# Task directions
Can you reproduce the part of the records that opens with the line containing "TARGET = honor guard member" and runs through the end of the records, requests included, with every pixel coordinate in the answers raised by 107? Give only those lines.

# Available data
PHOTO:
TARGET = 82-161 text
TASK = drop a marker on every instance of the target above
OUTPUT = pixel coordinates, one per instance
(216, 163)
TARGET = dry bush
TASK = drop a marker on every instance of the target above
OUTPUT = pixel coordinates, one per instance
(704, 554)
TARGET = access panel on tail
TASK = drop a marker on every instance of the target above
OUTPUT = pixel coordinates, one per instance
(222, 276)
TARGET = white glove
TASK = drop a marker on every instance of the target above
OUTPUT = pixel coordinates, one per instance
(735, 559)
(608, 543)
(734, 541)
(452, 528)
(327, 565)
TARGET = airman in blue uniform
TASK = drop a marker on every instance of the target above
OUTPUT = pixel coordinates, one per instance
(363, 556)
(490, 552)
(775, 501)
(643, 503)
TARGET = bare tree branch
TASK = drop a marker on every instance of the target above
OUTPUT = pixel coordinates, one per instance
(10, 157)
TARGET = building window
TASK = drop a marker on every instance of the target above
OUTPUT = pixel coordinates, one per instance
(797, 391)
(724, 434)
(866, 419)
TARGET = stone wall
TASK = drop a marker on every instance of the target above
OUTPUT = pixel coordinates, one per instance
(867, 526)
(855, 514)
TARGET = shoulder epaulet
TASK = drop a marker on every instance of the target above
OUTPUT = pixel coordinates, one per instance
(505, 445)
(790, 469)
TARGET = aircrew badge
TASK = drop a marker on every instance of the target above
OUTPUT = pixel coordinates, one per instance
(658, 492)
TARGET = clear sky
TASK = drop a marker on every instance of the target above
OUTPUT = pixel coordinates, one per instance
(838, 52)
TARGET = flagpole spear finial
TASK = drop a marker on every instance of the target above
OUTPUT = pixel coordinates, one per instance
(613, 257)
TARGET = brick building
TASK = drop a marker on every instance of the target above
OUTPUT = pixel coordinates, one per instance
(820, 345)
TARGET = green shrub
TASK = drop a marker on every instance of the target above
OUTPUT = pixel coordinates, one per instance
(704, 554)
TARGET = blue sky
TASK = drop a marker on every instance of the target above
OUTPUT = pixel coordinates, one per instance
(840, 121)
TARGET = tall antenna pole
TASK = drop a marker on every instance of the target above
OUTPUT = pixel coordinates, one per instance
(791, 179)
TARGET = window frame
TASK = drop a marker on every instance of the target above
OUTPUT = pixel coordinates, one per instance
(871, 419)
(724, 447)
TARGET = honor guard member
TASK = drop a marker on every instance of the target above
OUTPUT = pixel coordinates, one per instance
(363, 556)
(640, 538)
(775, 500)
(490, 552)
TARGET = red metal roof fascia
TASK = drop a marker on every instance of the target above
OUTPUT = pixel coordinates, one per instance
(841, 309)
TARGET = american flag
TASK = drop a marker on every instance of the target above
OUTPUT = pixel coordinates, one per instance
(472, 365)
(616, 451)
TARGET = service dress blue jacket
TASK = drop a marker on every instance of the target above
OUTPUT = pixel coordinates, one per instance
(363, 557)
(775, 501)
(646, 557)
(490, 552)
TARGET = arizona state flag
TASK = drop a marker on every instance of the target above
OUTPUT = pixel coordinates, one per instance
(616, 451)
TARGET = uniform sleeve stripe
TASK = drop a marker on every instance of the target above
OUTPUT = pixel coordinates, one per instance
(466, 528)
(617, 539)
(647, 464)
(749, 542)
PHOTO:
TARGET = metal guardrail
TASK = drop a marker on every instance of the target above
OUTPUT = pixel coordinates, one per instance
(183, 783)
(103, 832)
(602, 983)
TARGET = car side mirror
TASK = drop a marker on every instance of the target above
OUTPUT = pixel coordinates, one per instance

# Expected answer
TARGET = honor guard member
TASK = drop a marker on every instance of the target above
OUTPUT = pixel coordinates, one per instance
(470, 663)
(747, 645)
(882, 607)
(597, 659)
TARGET = red metal roof fascia
TASK = drop a marker on every instance of the target above
OUTPUT = pixel coordinates, one per instance
(948, 416)
TARGET = american flag
TASK = drop a marker on every instance of the target above
OUTPUT = pixel coordinates, one per instance
(579, 472)
(723, 558)
TARGET = service dress blue jacket
TASK = drop a marker on every instance of the target above
OUTPUT = pixel coordinates, one per instance
(470, 664)
(882, 608)
(753, 664)
(597, 659)
TARGET = arizona state flag
TASK = drop a marker on every instance of the target above
OUTPUT = pixel coordinates, one per instance
(723, 558)
TARGET = uniform sleeve stripe
TASK = drop a marker on every instance of the target above
OUTPUT = pixel coordinates, one per instance
(573, 635)
(724, 646)
(754, 571)
(856, 649)
PHOTO:
TARGET = metal guardrail
TASK = drop a marker on every instance of the target above
OUTPUT = pixel coordinates, one per instance
(290, 890)
(210, 939)
(709, 1090)
TARGET = car side mirror
TASK = drop a marker on every instance of the target above
OUTPUT = pixel coordinates, one per instance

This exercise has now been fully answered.